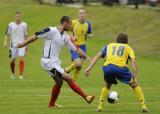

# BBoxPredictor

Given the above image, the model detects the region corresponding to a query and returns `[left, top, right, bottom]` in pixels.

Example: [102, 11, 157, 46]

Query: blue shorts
[103, 64, 131, 84]
[70, 44, 87, 61]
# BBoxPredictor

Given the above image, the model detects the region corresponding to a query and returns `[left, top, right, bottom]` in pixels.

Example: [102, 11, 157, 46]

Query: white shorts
[46, 65, 64, 78]
[9, 47, 25, 59]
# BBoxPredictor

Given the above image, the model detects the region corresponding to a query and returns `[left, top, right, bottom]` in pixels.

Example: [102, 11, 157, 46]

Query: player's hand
[84, 68, 90, 77]
[132, 74, 137, 83]
[86, 56, 92, 62]
[3, 42, 7, 48]
[25, 46, 28, 51]
[16, 43, 23, 48]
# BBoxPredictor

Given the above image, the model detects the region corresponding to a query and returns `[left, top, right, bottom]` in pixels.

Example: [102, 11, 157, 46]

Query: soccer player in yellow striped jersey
[85, 33, 148, 112]
[65, 8, 92, 80]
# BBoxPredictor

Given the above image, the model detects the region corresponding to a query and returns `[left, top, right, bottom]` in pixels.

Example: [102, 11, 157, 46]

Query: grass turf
[0, 0, 160, 114]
▬▬▬
EXERCISE GOAL: Write out every one of the lines above word for word, leaving out the picture.

WORKED ANSWER:
# BBoxPredictor

Given the above image, the model detects the region corresponding to a query and returns `[left, top, right, bottom]` in pixels.

Example: [102, 11, 157, 46]

Query: blue shorts
[103, 64, 131, 84]
[70, 44, 87, 61]
# BBoxPredictor

Given the above image, the model detects the region corresponding to a query and returns `[left, top, right, bottom]` in pixels.

Example: [102, 11, 157, 46]

Query: white shorts
[46, 65, 64, 78]
[9, 47, 25, 59]
# BBoxPredictor

Given the above image, the model detects the region corresponding to a query and returns `[left, top, right, bottom]` in pixels.

Example: [102, 11, 157, 46]

Query: player's hand
[84, 68, 90, 77]
[132, 74, 137, 83]
[86, 56, 92, 62]
[3, 42, 7, 48]
[25, 46, 28, 51]
[16, 43, 23, 48]
# BBoxPredictor

Given the above image, the model detects the region corresponding to a query and returns `[left, top, right, bottom]` in pixels.

Example: [102, 11, 157, 46]

Query: soccer player in yellow striped jersey
[85, 33, 148, 112]
[65, 8, 92, 80]
# BBoxPredictor

Given the above image, the model detects the region corresponding to a query and returns `[left, top, right, bottom]` in pixels.

Example: [102, 11, 157, 46]

Query: grass turf
[0, 0, 160, 114]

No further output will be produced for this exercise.